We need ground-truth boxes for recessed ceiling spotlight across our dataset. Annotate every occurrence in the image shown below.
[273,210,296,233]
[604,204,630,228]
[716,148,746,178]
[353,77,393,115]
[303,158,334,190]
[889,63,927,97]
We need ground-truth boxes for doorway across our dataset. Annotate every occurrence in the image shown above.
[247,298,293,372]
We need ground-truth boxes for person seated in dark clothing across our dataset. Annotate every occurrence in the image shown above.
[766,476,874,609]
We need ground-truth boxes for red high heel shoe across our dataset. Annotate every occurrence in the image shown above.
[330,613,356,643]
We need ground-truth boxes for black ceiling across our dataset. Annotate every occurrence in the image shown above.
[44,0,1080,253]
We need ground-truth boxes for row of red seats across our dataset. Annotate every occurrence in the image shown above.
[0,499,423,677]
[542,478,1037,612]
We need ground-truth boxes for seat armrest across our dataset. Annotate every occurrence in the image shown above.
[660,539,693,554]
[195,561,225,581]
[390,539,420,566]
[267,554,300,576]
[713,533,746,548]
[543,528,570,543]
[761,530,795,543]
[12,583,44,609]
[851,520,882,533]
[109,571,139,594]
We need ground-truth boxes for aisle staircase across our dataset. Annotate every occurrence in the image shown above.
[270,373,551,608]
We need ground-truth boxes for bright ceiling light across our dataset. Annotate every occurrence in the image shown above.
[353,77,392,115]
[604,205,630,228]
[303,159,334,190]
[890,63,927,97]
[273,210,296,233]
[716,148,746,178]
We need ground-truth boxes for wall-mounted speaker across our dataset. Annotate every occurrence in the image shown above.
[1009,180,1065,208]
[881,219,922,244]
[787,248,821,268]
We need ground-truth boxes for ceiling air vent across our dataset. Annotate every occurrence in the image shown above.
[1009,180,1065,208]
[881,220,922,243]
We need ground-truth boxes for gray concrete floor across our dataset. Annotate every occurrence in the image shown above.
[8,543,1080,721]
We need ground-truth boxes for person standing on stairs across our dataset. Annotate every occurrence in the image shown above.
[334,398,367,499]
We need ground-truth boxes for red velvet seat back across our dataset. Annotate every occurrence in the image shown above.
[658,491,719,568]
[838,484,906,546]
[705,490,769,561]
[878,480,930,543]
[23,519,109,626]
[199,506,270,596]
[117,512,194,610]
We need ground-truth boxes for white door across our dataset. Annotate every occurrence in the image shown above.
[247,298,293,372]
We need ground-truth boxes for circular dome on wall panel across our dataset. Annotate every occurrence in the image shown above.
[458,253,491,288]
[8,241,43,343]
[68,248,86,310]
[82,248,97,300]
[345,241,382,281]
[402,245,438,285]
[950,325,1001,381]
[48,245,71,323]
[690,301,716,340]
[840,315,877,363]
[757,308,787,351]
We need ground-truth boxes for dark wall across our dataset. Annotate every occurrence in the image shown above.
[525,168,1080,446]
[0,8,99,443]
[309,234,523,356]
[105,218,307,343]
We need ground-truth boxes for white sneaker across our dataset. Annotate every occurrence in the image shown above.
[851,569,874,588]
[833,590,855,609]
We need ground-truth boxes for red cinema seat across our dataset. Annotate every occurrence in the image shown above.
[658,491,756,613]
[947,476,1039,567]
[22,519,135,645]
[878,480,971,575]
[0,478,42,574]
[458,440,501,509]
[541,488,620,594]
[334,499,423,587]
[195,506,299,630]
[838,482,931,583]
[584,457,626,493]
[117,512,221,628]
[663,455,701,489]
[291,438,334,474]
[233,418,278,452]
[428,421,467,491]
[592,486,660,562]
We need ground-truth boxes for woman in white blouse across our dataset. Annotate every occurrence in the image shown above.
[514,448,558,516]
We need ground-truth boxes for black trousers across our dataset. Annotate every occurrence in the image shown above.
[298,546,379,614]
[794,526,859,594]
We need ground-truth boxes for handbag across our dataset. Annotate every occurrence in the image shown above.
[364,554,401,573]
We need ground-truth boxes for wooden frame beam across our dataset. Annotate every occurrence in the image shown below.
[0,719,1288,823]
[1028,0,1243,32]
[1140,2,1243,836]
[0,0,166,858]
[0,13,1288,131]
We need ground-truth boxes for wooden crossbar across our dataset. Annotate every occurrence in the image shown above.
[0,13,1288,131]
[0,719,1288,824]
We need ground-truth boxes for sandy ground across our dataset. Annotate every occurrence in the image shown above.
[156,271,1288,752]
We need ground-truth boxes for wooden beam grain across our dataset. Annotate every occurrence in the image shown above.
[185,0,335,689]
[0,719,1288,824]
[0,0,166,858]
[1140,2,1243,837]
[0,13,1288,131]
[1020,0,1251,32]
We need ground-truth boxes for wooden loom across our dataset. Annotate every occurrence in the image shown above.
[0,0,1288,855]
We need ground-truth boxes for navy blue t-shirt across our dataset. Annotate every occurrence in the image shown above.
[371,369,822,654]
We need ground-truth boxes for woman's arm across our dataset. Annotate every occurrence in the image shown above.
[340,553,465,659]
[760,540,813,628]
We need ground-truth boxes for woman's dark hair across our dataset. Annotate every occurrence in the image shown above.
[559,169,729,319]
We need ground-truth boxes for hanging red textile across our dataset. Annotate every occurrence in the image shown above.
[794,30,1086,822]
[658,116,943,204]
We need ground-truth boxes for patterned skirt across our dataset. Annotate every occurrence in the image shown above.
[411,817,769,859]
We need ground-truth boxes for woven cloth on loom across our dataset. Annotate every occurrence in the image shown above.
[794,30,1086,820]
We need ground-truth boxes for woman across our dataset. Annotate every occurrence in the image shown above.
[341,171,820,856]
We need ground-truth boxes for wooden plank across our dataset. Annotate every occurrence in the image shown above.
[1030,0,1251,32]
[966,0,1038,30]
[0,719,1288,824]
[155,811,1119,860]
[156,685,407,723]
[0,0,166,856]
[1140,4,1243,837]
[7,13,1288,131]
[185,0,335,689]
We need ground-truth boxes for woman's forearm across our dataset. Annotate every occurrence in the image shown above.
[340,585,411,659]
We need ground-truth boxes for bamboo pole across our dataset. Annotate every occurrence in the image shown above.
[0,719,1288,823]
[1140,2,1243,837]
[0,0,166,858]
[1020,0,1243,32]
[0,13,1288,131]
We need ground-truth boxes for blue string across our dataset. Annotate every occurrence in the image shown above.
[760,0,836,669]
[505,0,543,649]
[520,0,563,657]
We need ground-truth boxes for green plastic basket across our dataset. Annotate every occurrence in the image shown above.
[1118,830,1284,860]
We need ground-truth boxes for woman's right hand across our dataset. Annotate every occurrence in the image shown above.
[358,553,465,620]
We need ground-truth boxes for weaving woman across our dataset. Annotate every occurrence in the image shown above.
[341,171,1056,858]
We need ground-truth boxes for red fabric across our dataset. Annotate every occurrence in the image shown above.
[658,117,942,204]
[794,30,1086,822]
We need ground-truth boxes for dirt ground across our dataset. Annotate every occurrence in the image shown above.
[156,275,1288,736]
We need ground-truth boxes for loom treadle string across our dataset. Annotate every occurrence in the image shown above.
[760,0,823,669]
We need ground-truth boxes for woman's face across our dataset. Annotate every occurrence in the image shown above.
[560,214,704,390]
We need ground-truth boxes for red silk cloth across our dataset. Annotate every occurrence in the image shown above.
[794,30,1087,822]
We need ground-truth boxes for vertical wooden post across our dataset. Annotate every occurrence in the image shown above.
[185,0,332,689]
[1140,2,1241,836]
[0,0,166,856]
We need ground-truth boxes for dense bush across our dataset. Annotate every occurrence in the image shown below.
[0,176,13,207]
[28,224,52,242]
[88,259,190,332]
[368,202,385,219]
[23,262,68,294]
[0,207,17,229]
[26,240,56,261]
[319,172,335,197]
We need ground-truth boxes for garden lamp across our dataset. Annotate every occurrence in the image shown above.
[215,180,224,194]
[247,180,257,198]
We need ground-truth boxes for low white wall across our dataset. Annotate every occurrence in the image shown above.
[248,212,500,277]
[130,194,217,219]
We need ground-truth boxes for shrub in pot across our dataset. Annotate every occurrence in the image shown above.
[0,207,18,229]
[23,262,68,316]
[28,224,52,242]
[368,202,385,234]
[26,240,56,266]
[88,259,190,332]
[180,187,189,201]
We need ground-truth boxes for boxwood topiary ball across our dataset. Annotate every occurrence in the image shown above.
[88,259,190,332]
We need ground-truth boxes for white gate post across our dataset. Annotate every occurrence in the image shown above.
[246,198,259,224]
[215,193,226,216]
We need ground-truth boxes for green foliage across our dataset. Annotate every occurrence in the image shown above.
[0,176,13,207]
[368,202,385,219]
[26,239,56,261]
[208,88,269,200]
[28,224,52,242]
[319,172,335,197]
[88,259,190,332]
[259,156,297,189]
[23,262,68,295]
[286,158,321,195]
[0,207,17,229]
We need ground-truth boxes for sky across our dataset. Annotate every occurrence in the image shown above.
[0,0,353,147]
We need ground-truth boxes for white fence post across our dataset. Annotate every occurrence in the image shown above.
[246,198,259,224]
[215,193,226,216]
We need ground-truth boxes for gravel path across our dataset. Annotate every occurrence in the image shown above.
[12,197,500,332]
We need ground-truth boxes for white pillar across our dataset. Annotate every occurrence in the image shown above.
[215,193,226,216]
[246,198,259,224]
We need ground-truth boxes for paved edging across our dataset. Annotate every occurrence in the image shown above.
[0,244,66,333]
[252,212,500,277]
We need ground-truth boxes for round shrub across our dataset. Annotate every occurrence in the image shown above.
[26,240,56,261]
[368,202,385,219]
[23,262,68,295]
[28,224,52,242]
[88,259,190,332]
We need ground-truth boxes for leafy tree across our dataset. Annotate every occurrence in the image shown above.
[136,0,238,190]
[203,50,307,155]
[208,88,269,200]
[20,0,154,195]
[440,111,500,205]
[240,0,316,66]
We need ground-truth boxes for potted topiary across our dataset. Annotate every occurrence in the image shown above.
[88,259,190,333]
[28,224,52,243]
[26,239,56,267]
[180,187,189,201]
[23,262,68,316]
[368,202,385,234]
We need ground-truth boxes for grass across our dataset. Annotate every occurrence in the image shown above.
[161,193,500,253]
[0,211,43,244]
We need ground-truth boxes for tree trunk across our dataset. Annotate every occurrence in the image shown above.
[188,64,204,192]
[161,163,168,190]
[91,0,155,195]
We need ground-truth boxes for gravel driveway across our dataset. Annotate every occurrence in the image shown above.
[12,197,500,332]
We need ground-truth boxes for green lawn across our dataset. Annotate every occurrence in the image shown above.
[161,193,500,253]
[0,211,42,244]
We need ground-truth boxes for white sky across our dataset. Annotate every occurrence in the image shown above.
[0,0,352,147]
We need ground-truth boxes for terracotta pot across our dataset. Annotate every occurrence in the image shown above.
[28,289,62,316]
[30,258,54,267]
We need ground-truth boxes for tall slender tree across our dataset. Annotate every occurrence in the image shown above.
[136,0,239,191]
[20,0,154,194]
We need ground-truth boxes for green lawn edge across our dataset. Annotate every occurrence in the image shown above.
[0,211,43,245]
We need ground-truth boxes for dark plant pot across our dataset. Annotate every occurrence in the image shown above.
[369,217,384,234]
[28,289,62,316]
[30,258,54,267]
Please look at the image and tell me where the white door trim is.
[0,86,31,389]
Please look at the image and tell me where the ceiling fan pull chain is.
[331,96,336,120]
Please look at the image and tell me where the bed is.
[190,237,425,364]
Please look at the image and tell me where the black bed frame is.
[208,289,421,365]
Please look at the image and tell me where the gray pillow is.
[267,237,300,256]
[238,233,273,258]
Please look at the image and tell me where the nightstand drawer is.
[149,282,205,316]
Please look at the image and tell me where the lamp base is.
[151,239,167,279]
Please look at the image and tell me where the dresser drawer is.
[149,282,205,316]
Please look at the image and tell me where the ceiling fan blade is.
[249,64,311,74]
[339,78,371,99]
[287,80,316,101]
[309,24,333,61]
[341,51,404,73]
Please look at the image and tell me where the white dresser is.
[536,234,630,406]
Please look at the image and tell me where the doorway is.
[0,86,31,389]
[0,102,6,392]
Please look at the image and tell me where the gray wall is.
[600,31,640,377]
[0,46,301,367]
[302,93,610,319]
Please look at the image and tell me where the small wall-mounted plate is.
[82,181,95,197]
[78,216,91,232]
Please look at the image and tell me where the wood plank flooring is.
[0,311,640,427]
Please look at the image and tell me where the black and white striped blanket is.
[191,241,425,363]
__________________________________________________
■ What you will do:
Lay out the part of the items above that opens with the line containing "We need ground-truth boxes for woman across" and closes with the line containing "[341,171,820,856]" as a Markdown table. Use the columns No. and Line, give each line its own numbered row, and leave out blank lines.

■ Task result:
| No. | Line |
|---|---|
| 1 | We need ground-truth boxes for woman across our dataset. Annotate every occurrence in the image shown above. |
| 2 | [341,171,820,856] |